_Stated task_: Translate into Spanish this sentence from the passage on patriotic displays below: "The crowd stood at attention as a cowgirl on horseback rode around the arena waving a huge Australian flag."

_Text section_:
○ ○ ○ ○ ○ ○ ○

January 2018 Archives

Two Augusts ago I was in the stands at Brisbane's Exhibition Grounds waiting for the evening performance at the "Ekka" -- Queensland's state fair -- to begin. The crowd stood at attention as a cowgirl on horseback rode around the arena waving a huge Australian flag. The band played and the crowd sang the National Anthem, "Advance, Australia Fair."

Australian flags on display at the opening of the nightly show at the Ekka -- the Royal National Exhibition in Brisbane, Australia, August 2016

There's something about a patriotic display that brings me close to tears, even when it's directed at some other country. Whether it's the crowd at the Last Night of the Proms waving the Union Jack and singing "Land of Hope and Glory," a Welsh men's choir belting out "Men of Harlech," that scene in Casablanca where the customers at Rick's Cafe spontaneously and defiantly sing the "Marseillaise," a group of Augustine Christian Academy students singing along with "Hatikvah" in Israel's Independence Hall, Dorothea Mackellar reciting her poem, "My Country" (see below) -- I get choked up just thinking about it. Love of country is dulce et decorum, sweet and fitting, a sentiment that ought to be honored and cultivated.

○ ○ ○ ○ ○ ○ ○

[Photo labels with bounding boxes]
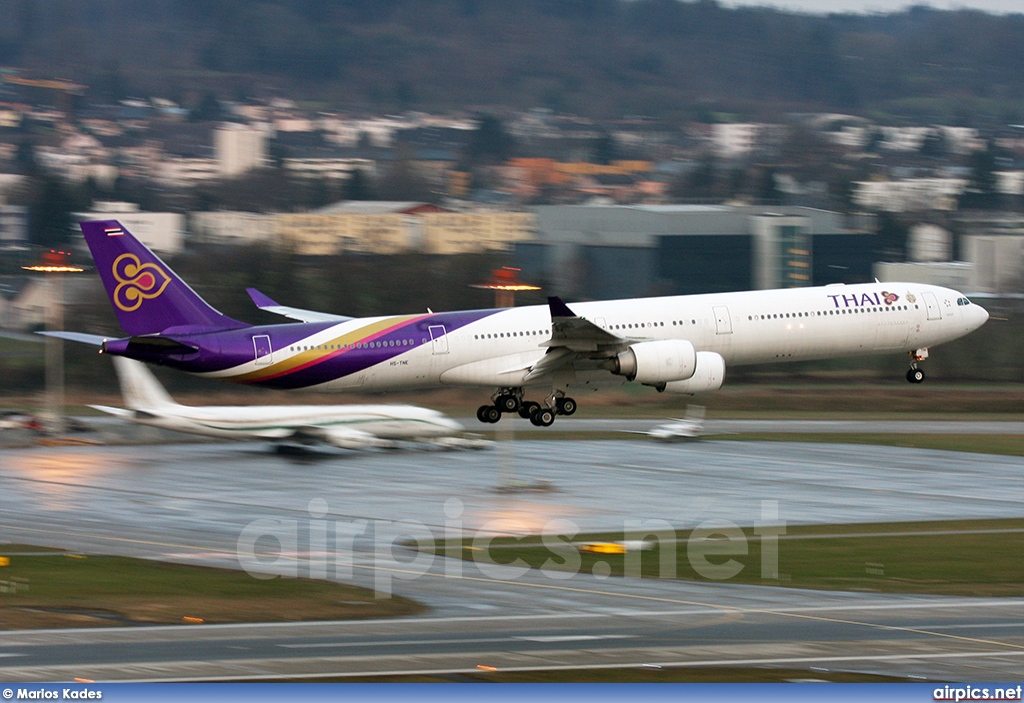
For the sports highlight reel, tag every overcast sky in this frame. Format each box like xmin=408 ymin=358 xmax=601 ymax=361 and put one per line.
xmin=721 ymin=0 xmax=1024 ymax=14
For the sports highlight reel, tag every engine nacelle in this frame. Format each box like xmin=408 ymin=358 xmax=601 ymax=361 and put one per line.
xmin=665 ymin=352 xmax=725 ymax=395
xmin=612 ymin=340 xmax=697 ymax=386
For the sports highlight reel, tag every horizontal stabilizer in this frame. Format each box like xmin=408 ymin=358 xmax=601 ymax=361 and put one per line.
xmin=89 ymin=405 xmax=133 ymax=418
xmin=128 ymin=337 xmax=199 ymax=354
xmin=246 ymin=288 xmax=353 ymax=322
xmin=36 ymin=332 xmax=111 ymax=347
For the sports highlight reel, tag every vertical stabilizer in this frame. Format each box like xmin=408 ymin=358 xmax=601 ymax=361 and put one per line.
xmin=81 ymin=220 xmax=249 ymax=337
xmin=111 ymin=356 xmax=177 ymax=410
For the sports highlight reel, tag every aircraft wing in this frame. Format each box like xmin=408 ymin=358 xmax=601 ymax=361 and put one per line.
xmin=523 ymin=296 xmax=630 ymax=381
xmin=542 ymin=296 xmax=626 ymax=352
xmin=246 ymin=288 xmax=353 ymax=322
xmin=89 ymin=405 xmax=134 ymax=418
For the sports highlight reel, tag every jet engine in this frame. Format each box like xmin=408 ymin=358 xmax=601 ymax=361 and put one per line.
xmin=611 ymin=340 xmax=700 ymax=386
xmin=658 ymin=352 xmax=725 ymax=395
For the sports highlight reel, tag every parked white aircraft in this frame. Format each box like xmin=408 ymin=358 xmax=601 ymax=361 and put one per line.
xmin=627 ymin=405 xmax=705 ymax=442
xmin=91 ymin=356 xmax=484 ymax=449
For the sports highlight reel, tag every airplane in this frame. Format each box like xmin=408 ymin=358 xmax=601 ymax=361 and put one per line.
xmin=50 ymin=220 xmax=988 ymax=427
xmin=90 ymin=356 xmax=483 ymax=449
xmin=624 ymin=405 xmax=705 ymax=442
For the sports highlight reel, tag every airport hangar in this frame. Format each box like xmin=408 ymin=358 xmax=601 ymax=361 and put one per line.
xmin=514 ymin=205 xmax=877 ymax=300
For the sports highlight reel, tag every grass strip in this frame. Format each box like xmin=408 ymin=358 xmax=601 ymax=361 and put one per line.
xmin=0 ymin=544 xmax=425 ymax=629
xmin=439 ymin=519 xmax=1024 ymax=597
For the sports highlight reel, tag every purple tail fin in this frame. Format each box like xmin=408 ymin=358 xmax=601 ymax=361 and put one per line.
xmin=80 ymin=220 xmax=249 ymax=337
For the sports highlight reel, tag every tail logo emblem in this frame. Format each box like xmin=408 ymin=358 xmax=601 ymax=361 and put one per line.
xmin=112 ymin=254 xmax=171 ymax=312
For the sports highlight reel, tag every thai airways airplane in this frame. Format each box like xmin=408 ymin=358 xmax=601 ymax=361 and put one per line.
xmin=91 ymin=356 xmax=477 ymax=449
xmin=51 ymin=220 xmax=988 ymax=426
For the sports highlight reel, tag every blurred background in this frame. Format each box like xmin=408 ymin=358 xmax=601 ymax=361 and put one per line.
xmin=0 ymin=0 xmax=1024 ymax=411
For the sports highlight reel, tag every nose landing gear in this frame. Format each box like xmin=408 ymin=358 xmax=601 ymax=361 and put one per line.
xmin=906 ymin=348 xmax=928 ymax=384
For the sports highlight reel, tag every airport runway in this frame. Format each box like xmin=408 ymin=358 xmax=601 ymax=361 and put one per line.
xmin=0 ymin=440 xmax=1024 ymax=680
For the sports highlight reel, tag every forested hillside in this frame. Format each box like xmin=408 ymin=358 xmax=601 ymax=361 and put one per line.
xmin=0 ymin=0 xmax=1024 ymax=123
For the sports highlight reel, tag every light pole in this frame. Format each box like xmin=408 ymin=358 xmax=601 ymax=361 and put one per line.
xmin=22 ymin=249 xmax=85 ymax=435
xmin=470 ymin=266 xmax=541 ymax=308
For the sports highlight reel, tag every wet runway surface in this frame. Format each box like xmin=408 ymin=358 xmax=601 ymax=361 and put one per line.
xmin=0 ymin=440 xmax=1024 ymax=680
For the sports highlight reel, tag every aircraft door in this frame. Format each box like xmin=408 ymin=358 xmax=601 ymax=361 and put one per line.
xmin=714 ymin=305 xmax=732 ymax=335
xmin=921 ymin=293 xmax=942 ymax=319
xmin=253 ymin=335 xmax=273 ymax=366
xmin=427 ymin=324 xmax=449 ymax=354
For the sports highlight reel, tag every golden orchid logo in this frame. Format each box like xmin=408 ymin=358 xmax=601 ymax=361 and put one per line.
xmin=113 ymin=254 xmax=171 ymax=312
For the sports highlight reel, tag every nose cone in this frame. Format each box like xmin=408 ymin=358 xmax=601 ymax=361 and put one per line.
xmin=970 ymin=303 xmax=988 ymax=329
xmin=440 ymin=418 xmax=466 ymax=435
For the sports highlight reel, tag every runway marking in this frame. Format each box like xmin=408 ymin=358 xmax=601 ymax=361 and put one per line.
xmin=353 ymin=564 xmax=1024 ymax=652
xmin=929 ymin=622 xmax=1024 ymax=631
xmin=512 ymin=634 xmax=639 ymax=643
xmin=24 ymin=652 xmax=1024 ymax=684
xmin=0 ymin=525 xmax=1024 ymax=651
xmin=278 ymin=634 xmax=512 ymax=650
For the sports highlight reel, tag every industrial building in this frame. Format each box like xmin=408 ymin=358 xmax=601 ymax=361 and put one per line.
xmin=515 ymin=205 xmax=876 ymax=300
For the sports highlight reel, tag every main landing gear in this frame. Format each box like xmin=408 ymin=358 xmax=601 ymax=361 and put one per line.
xmin=476 ymin=388 xmax=577 ymax=427
xmin=906 ymin=349 xmax=928 ymax=384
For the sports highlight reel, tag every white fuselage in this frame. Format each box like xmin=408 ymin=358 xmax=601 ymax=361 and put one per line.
xmin=207 ymin=282 xmax=988 ymax=392
xmin=139 ymin=405 xmax=463 ymax=440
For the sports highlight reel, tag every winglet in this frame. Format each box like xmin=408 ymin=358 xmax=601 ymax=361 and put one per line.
xmin=548 ymin=296 xmax=577 ymax=318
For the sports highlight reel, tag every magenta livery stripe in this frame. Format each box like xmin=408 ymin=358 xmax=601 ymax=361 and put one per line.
xmin=253 ymin=315 xmax=430 ymax=383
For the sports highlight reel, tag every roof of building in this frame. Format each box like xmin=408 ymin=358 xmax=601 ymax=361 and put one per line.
xmin=314 ymin=201 xmax=452 ymax=215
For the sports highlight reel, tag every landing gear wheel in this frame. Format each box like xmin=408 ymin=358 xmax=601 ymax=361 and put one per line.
xmin=555 ymin=398 xmax=577 ymax=415
xmin=495 ymin=395 xmax=519 ymax=412
xmin=519 ymin=400 xmax=541 ymax=420
xmin=906 ymin=368 xmax=925 ymax=384
xmin=476 ymin=405 xmax=502 ymax=425
xmin=529 ymin=405 xmax=555 ymax=427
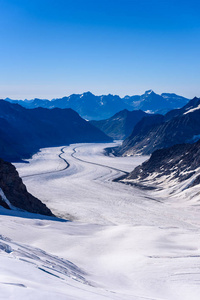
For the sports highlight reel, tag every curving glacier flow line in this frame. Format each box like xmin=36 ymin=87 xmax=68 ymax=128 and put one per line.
xmin=71 ymin=147 xmax=129 ymax=175
xmin=21 ymin=146 xmax=70 ymax=178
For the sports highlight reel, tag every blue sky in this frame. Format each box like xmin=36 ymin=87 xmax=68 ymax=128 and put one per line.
xmin=0 ymin=0 xmax=200 ymax=99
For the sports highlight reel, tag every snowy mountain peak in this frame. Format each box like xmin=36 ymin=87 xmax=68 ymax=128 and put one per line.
xmin=144 ymin=90 xmax=154 ymax=95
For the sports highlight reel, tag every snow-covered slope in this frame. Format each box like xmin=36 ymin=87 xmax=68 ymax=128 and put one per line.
xmin=0 ymin=144 xmax=200 ymax=300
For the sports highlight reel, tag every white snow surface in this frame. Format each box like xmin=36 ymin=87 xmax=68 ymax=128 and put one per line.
xmin=0 ymin=144 xmax=200 ymax=300
xmin=184 ymin=104 xmax=200 ymax=115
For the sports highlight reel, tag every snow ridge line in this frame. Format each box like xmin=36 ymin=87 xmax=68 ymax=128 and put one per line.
xmin=21 ymin=146 xmax=70 ymax=178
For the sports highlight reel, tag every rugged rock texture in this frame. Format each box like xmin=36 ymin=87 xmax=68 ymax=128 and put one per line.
xmin=123 ymin=141 xmax=200 ymax=190
xmin=0 ymin=100 xmax=112 ymax=161
xmin=0 ymin=159 xmax=53 ymax=216
xmin=116 ymin=98 xmax=200 ymax=155
xmin=90 ymin=109 xmax=148 ymax=140
xmin=5 ymin=90 xmax=189 ymax=120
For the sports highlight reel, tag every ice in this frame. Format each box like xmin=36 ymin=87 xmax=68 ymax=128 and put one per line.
xmin=0 ymin=144 xmax=200 ymax=300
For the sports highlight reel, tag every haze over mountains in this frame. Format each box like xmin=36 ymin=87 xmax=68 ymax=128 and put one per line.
xmin=5 ymin=90 xmax=189 ymax=120
xmin=0 ymin=100 xmax=112 ymax=161
xmin=90 ymin=109 xmax=149 ymax=140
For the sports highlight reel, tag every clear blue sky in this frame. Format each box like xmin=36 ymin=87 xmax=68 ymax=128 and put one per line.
xmin=0 ymin=0 xmax=200 ymax=99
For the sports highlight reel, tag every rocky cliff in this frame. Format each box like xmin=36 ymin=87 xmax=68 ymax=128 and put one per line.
xmin=0 ymin=159 xmax=53 ymax=216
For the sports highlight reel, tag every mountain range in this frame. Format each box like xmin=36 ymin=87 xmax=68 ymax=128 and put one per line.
xmin=115 ymin=98 xmax=200 ymax=155
xmin=5 ymin=90 xmax=189 ymax=120
xmin=0 ymin=100 xmax=112 ymax=161
xmin=120 ymin=140 xmax=200 ymax=198
xmin=90 ymin=109 xmax=148 ymax=140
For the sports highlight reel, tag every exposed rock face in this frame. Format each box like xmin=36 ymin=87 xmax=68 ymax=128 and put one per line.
xmin=5 ymin=90 xmax=189 ymax=120
xmin=0 ymin=100 xmax=112 ymax=161
xmin=90 ymin=109 xmax=148 ymax=140
xmin=122 ymin=141 xmax=200 ymax=187
xmin=0 ymin=159 xmax=53 ymax=216
xmin=116 ymin=98 xmax=200 ymax=155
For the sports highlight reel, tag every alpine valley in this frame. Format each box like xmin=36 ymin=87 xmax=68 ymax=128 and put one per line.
xmin=0 ymin=90 xmax=200 ymax=300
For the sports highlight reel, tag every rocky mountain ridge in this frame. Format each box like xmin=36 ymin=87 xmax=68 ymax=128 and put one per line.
xmin=5 ymin=90 xmax=189 ymax=120
xmin=90 ymin=109 xmax=148 ymax=140
xmin=120 ymin=140 xmax=200 ymax=196
xmin=0 ymin=100 xmax=112 ymax=161
xmin=115 ymin=98 xmax=200 ymax=156
xmin=0 ymin=159 xmax=53 ymax=216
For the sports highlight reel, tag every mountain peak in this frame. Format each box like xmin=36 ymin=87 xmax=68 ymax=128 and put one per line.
xmin=144 ymin=90 xmax=155 ymax=95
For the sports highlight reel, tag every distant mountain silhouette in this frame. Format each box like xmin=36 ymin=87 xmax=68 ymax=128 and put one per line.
xmin=5 ymin=90 xmax=189 ymax=120
xmin=90 ymin=109 xmax=148 ymax=140
xmin=0 ymin=100 xmax=112 ymax=161
xmin=115 ymin=98 xmax=200 ymax=155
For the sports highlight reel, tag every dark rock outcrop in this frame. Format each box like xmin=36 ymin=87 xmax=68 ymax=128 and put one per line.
xmin=90 ymin=109 xmax=148 ymax=140
xmin=0 ymin=100 xmax=112 ymax=161
xmin=116 ymin=98 xmax=200 ymax=155
xmin=0 ymin=159 xmax=53 ymax=216
xmin=123 ymin=141 xmax=200 ymax=190
xmin=5 ymin=90 xmax=189 ymax=120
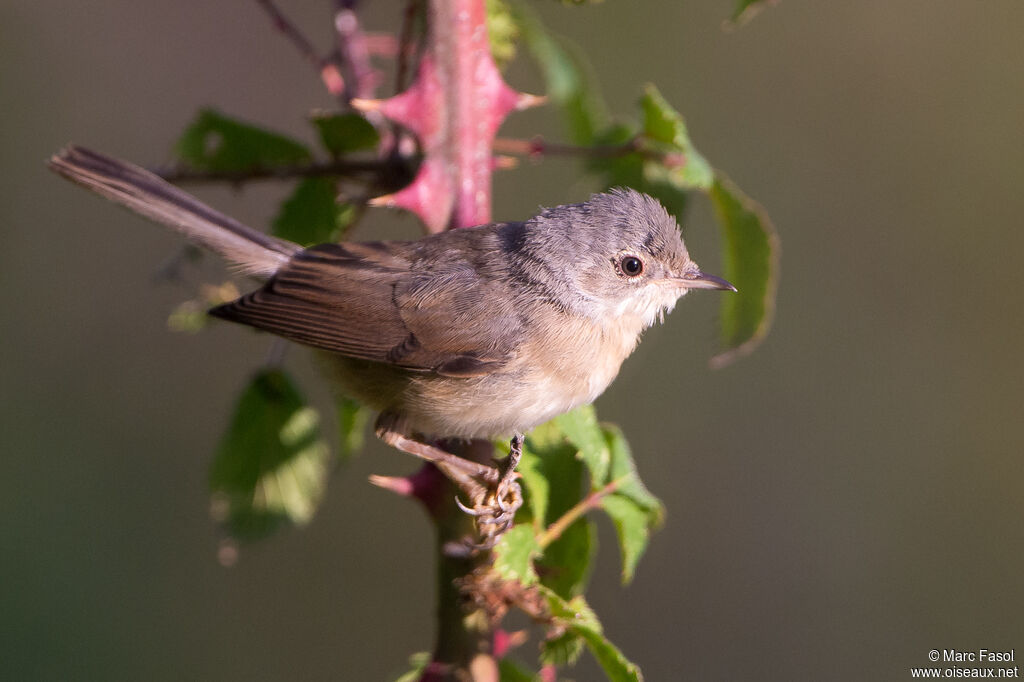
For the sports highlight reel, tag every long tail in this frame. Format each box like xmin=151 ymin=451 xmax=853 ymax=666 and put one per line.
xmin=49 ymin=146 xmax=300 ymax=276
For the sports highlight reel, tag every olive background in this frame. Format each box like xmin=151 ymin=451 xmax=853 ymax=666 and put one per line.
xmin=0 ymin=0 xmax=1024 ymax=680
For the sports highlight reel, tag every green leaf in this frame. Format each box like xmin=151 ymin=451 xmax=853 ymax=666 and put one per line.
xmin=553 ymin=404 xmax=611 ymax=488
xmin=640 ymin=84 xmax=715 ymax=191
xmin=601 ymin=424 xmax=665 ymax=516
xmin=486 ymin=0 xmax=519 ymax=68
xmin=312 ymin=114 xmax=380 ymax=157
xmin=271 ymin=177 xmax=354 ymax=246
xmin=541 ymin=587 xmax=643 ymax=682
xmin=511 ymin=3 xmax=608 ymax=144
xmin=210 ymin=370 xmax=330 ymax=540
xmin=601 ymin=494 xmax=650 ymax=583
xmin=588 ymin=124 xmax=688 ymax=219
xmin=520 ymin=421 xmax=583 ymax=527
xmin=541 ymin=630 xmax=587 ymax=666
xmin=394 ymin=651 xmax=431 ymax=682
xmin=535 ymin=518 xmax=597 ymax=599
xmin=177 ymin=109 xmax=310 ymax=172
xmin=495 ymin=656 xmax=538 ymax=682
xmin=710 ymin=174 xmax=778 ymax=367
xmin=335 ymin=395 xmax=370 ymax=462
xmin=167 ymin=299 xmax=210 ymax=334
xmin=494 ymin=524 xmax=541 ymax=585
xmin=726 ymin=0 xmax=777 ymax=28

○ ○ ○ ○ ○ ○ ○

_Exercise output_: La multitud se mantuvo en posición de firmes mientras una vaquera a caballo recorría la pista ondeando una enorme bandera australiana.